Print all of the records below verbatim, keeping every line unchanged and in its original order.

start

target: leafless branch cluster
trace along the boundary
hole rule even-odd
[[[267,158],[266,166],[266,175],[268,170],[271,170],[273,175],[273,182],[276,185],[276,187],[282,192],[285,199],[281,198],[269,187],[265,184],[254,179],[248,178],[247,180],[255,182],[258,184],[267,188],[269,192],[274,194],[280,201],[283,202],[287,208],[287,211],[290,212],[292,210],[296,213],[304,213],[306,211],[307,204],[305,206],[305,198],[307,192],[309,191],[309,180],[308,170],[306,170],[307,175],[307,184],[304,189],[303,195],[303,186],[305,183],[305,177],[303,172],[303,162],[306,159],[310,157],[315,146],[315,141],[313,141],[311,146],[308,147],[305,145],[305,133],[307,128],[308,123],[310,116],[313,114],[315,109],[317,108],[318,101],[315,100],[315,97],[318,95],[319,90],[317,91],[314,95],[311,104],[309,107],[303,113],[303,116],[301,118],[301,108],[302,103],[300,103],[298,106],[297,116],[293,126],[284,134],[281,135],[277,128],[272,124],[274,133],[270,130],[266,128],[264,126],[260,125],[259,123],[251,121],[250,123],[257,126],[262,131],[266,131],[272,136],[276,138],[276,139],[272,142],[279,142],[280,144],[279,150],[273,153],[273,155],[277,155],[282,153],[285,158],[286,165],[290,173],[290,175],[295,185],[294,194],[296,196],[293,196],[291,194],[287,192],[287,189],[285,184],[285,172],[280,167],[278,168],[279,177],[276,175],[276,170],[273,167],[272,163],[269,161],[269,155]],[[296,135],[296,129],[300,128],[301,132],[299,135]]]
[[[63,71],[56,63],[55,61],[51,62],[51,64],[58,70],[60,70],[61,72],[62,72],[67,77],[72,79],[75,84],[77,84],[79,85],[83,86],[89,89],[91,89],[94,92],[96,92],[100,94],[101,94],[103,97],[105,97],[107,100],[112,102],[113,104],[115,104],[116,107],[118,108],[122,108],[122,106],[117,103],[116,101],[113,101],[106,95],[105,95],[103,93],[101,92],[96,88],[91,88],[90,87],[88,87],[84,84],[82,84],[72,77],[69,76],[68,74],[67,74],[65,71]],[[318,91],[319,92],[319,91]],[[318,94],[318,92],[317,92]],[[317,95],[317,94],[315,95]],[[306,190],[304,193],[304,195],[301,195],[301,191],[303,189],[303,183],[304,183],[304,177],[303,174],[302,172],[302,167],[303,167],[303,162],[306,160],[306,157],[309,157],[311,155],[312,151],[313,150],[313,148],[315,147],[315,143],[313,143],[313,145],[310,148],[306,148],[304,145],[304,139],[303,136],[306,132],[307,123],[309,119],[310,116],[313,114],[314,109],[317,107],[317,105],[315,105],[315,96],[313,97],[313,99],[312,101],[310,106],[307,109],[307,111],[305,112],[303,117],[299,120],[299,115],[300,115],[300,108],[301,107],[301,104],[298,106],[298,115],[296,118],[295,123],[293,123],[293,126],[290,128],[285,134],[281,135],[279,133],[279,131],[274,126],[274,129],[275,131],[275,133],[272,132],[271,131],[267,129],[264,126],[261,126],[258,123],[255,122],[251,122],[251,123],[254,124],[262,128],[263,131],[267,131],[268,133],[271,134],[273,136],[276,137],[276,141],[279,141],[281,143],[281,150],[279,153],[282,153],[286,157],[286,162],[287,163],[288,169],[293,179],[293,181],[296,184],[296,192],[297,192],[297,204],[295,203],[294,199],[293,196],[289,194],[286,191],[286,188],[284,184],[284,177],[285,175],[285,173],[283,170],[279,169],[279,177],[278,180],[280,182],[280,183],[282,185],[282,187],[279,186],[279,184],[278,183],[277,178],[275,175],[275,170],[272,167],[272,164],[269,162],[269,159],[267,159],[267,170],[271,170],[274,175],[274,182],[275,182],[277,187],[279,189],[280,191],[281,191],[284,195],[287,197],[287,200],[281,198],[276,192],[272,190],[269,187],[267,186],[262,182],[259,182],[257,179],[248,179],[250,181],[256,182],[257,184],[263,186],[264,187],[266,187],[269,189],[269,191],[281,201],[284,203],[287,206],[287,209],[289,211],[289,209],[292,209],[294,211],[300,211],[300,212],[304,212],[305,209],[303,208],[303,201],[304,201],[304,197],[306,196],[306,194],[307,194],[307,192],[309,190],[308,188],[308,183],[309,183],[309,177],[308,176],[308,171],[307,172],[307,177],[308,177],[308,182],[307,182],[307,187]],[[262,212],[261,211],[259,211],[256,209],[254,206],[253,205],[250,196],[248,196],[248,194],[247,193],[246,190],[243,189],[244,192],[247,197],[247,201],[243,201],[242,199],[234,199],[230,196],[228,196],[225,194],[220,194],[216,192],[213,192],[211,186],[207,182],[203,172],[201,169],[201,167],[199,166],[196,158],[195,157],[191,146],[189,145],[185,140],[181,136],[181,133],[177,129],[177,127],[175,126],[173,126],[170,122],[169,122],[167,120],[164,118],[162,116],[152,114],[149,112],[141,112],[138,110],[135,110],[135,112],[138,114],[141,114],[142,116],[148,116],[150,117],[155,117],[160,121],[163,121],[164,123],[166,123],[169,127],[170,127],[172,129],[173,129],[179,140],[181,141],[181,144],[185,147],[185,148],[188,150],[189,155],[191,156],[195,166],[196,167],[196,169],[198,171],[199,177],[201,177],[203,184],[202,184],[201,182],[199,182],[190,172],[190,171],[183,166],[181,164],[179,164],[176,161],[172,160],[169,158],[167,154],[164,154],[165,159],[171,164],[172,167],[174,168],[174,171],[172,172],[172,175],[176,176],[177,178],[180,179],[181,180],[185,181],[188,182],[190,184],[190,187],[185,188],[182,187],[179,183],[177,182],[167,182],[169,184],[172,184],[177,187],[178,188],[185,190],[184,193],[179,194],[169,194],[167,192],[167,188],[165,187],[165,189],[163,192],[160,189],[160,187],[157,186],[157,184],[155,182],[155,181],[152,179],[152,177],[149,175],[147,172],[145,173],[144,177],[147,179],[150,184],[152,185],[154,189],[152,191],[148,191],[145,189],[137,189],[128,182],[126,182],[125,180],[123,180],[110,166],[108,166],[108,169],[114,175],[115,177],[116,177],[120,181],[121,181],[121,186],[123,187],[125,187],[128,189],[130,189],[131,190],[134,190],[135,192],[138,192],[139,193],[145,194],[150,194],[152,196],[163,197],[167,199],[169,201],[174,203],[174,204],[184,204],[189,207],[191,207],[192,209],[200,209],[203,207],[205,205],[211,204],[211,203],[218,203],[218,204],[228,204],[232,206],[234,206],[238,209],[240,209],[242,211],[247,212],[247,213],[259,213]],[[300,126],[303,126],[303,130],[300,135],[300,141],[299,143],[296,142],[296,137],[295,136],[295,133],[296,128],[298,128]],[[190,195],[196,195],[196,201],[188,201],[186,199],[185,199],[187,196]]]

end

Task solution:
target: leafless branch cluster
trace along the boundary
hole rule even-odd
[[[267,158],[266,166],[266,175],[268,170],[271,170],[273,175],[273,182],[276,185],[276,187],[282,192],[285,199],[281,198],[269,187],[265,184],[254,179],[248,178],[247,180],[255,182],[258,184],[267,188],[269,192],[274,194],[280,201],[283,202],[287,208],[287,211],[290,212],[292,210],[296,213],[304,213],[306,211],[307,204],[305,206],[305,198],[307,192],[309,191],[309,180],[308,170],[306,170],[307,175],[307,184],[304,189],[303,195],[303,186],[305,183],[305,177],[303,172],[303,162],[306,159],[310,157],[315,146],[315,141],[313,141],[311,146],[308,147],[305,145],[305,133],[307,128],[308,123],[310,116],[313,114],[315,109],[317,108],[318,101],[315,100],[315,97],[318,95],[319,90],[317,91],[314,95],[311,104],[309,107],[303,113],[303,116],[301,118],[301,108],[302,103],[300,103],[298,106],[297,116],[293,126],[284,134],[281,135],[277,128],[272,124],[274,133],[270,130],[266,128],[264,126],[260,125],[259,123],[251,121],[250,123],[257,126],[262,131],[266,131],[272,136],[276,138],[276,139],[272,142],[279,142],[280,144],[279,150],[273,153],[273,155],[277,155],[282,153],[285,158],[286,165],[290,173],[290,175],[295,185],[294,194],[296,196],[293,196],[291,194],[287,192],[287,189],[285,184],[285,172],[280,167],[278,168],[279,177],[276,175],[276,170],[273,167],[272,163],[269,161],[269,155]],[[296,135],[296,129],[300,128],[301,132],[299,135]]]
[[[63,71],[56,63],[55,61],[51,62],[51,64],[58,70],[60,70],[61,72],[62,72],[67,77],[72,79],[75,84],[77,84],[79,85],[83,86],[89,89],[91,89],[94,92],[96,92],[100,94],[101,94],[103,97],[105,97],[107,100],[112,102],[113,104],[115,104],[116,107],[118,108],[122,108],[122,106],[117,103],[116,101],[113,101],[106,95],[105,95],[103,93],[101,92],[96,88],[91,88],[90,87],[88,87],[84,84],[82,84],[72,77],[69,76],[68,74],[67,74],[65,71]],[[318,91],[319,92],[319,91]],[[318,94],[318,92],[317,92]],[[317,95],[317,94],[315,95]],[[306,190],[304,193],[304,195],[301,195],[301,191],[303,189],[303,183],[304,183],[304,177],[303,174],[302,172],[302,167],[303,167],[303,162],[306,160],[306,157],[309,157],[311,155],[312,151],[313,150],[313,148],[315,147],[315,143],[313,143],[313,145],[310,148],[306,148],[304,145],[304,139],[303,136],[306,132],[307,123],[309,119],[310,116],[313,114],[314,109],[317,107],[317,105],[315,105],[315,96],[313,97],[313,99],[312,101],[310,106],[307,109],[307,111],[305,112],[303,117],[299,120],[299,115],[300,115],[300,108],[301,107],[301,104],[298,106],[298,115],[296,118],[295,123],[293,123],[293,126],[290,128],[285,134],[281,135],[279,133],[279,131],[274,126],[274,129],[275,131],[275,133],[272,132],[271,131],[267,129],[264,126],[261,126],[258,123],[255,122],[251,122],[251,123],[254,124],[262,128],[263,131],[267,131],[268,133],[271,134],[273,136],[276,137],[276,141],[279,141],[281,143],[281,150],[279,153],[282,153],[286,157],[286,162],[287,163],[288,169],[293,179],[293,181],[296,184],[296,192],[297,192],[297,204],[295,203],[294,199],[293,196],[289,194],[286,191],[286,188],[284,184],[284,177],[285,175],[285,173],[283,170],[279,169],[279,177],[278,180],[280,182],[280,183],[282,185],[282,187],[279,186],[279,184],[278,183],[277,178],[275,175],[275,170],[272,167],[272,164],[269,162],[269,159],[267,159],[267,170],[271,170],[274,175],[274,182],[275,182],[277,187],[279,189],[280,191],[281,191],[284,195],[287,197],[287,200],[281,198],[276,192],[272,190],[269,187],[267,186],[262,182],[259,182],[257,179],[248,179],[250,181],[256,182],[257,184],[263,186],[264,187],[266,187],[269,189],[269,191],[281,201],[284,203],[287,206],[287,209],[289,211],[289,209],[292,209],[294,211],[300,211],[300,212],[304,212],[305,209],[303,208],[303,201],[304,201],[304,197],[306,196],[306,194],[307,194],[307,192],[309,190],[308,188],[308,183],[309,183],[309,177],[308,176],[308,171],[307,172],[307,177],[308,177],[308,182],[307,182],[307,187]],[[262,212],[261,211],[259,211],[256,209],[254,206],[253,205],[250,196],[248,196],[248,194],[247,193],[246,190],[243,189],[244,192],[247,197],[247,201],[243,201],[242,199],[234,199],[230,196],[228,196],[225,194],[220,194],[216,192],[213,192],[211,186],[207,182],[203,172],[201,169],[201,167],[199,166],[196,158],[195,157],[191,146],[189,145],[185,140],[181,136],[181,133],[177,129],[177,127],[175,126],[173,126],[170,122],[169,122],[167,120],[164,118],[162,116],[152,114],[149,112],[141,112],[138,110],[135,110],[135,112],[138,114],[141,114],[142,116],[148,116],[150,117],[155,117],[160,121],[163,121],[164,123],[166,123],[169,127],[170,127],[172,129],[173,129],[179,140],[181,141],[181,144],[185,147],[185,148],[188,150],[189,155],[191,156],[195,166],[196,167],[196,169],[198,171],[199,177],[201,177],[203,184],[202,184],[201,182],[199,182],[190,172],[190,171],[183,166],[181,164],[179,164],[176,161],[172,160],[169,158],[167,154],[164,154],[165,159],[171,164],[172,167],[174,168],[174,171],[172,172],[172,175],[176,176],[177,178],[180,179],[181,180],[185,181],[188,182],[190,184],[190,187],[185,188],[182,187],[179,183],[177,182],[167,182],[169,184],[172,184],[177,187],[178,188],[185,190],[184,193],[179,194],[169,194],[167,192],[167,188],[165,187],[165,189],[163,192],[160,189],[160,187],[157,186],[157,184],[155,182],[155,181],[152,179],[152,177],[149,175],[147,172],[145,173],[144,177],[147,179],[150,184],[152,185],[154,189],[152,191],[148,191],[145,189],[137,189],[128,182],[126,182],[125,180],[123,180],[110,166],[108,166],[108,169],[114,175],[115,177],[116,177],[120,181],[121,181],[121,186],[123,187],[125,187],[128,189],[130,189],[131,190],[134,190],[135,192],[138,192],[139,193],[145,194],[150,194],[152,196],[163,197],[167,199],[169,201],[174,203],[174,204],[184,204],[189,207],[191,207],[192,209],[200,209],[203,207],[205,205],[211,204],[211,203],[218,203],[218,204],[228,204],[232,206],[234,206],[238,209],[240,209],[242,211],[247,212],[247,213],[259,213]],[[300,126],[303,126],[303,130],[300,135],[300,141],[299,143],[296,142],[296,137],[295,136],[295,133],[296,128],[298,128]],[[190,195],[196,195],[196,201],[188,201],[186,199],[185,199],[187,196]]]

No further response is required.